Region pointing data
────────

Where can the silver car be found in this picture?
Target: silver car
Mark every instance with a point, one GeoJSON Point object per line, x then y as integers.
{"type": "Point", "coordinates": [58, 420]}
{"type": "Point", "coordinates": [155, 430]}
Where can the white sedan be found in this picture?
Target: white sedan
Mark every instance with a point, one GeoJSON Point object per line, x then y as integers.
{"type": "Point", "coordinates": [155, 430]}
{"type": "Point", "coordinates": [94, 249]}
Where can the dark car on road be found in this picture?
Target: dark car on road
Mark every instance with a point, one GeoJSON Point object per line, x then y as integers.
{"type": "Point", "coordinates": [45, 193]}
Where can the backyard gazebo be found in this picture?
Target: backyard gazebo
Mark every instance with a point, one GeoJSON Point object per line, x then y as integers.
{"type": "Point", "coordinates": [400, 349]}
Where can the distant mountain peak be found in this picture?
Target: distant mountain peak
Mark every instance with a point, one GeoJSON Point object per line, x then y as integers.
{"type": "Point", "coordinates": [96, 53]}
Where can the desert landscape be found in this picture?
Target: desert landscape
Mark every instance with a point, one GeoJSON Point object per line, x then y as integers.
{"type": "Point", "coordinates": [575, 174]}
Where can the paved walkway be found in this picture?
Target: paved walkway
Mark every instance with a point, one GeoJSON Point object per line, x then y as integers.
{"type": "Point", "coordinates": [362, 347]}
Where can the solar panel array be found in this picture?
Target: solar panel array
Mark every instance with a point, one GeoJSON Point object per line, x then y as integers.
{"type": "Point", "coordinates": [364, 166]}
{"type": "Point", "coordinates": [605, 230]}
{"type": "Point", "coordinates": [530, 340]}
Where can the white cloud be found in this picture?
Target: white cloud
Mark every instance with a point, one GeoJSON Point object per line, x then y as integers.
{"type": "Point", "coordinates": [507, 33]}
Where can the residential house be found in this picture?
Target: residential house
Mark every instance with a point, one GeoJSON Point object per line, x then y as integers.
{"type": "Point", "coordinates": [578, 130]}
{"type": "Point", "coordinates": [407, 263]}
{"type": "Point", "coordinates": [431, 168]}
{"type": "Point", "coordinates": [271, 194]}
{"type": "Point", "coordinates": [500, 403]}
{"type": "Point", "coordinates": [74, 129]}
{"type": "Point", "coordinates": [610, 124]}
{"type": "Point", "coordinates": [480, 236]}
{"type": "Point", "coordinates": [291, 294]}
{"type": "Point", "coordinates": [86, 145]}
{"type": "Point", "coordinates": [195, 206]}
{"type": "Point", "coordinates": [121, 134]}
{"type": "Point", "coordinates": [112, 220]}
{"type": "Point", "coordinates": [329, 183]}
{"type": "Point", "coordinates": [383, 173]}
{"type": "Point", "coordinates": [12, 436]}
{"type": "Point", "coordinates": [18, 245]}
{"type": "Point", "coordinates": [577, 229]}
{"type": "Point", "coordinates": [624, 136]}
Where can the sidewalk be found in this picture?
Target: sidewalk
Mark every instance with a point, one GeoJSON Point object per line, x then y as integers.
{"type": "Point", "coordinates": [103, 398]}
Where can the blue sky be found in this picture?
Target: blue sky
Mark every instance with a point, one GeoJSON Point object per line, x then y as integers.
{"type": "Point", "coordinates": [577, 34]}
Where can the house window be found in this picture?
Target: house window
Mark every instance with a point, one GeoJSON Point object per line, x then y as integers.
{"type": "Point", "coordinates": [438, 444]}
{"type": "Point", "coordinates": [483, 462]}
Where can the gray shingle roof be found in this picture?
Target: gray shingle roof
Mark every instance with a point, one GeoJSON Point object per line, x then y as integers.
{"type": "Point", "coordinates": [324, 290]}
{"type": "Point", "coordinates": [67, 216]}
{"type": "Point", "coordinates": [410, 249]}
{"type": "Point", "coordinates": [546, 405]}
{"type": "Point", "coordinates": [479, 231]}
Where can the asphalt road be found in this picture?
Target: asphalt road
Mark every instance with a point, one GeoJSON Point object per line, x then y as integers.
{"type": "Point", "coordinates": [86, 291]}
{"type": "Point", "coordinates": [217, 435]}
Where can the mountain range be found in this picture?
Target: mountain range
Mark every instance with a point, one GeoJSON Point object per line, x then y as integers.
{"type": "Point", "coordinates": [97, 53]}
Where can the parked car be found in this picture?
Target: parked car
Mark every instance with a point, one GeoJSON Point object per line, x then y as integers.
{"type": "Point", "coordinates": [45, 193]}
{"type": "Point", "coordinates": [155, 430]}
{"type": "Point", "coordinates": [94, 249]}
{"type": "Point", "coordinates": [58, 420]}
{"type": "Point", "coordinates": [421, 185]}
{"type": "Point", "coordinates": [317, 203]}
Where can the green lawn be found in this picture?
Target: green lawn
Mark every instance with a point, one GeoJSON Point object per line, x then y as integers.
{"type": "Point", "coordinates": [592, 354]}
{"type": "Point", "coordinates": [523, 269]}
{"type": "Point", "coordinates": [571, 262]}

────────

■ **WHAT TO DO**
Every line above that holds the word "gazebo" needs to be copied.

■ **TASK ANSWER**
Where can the backyard gazebo be found in this picture?
Target: backyard gazebo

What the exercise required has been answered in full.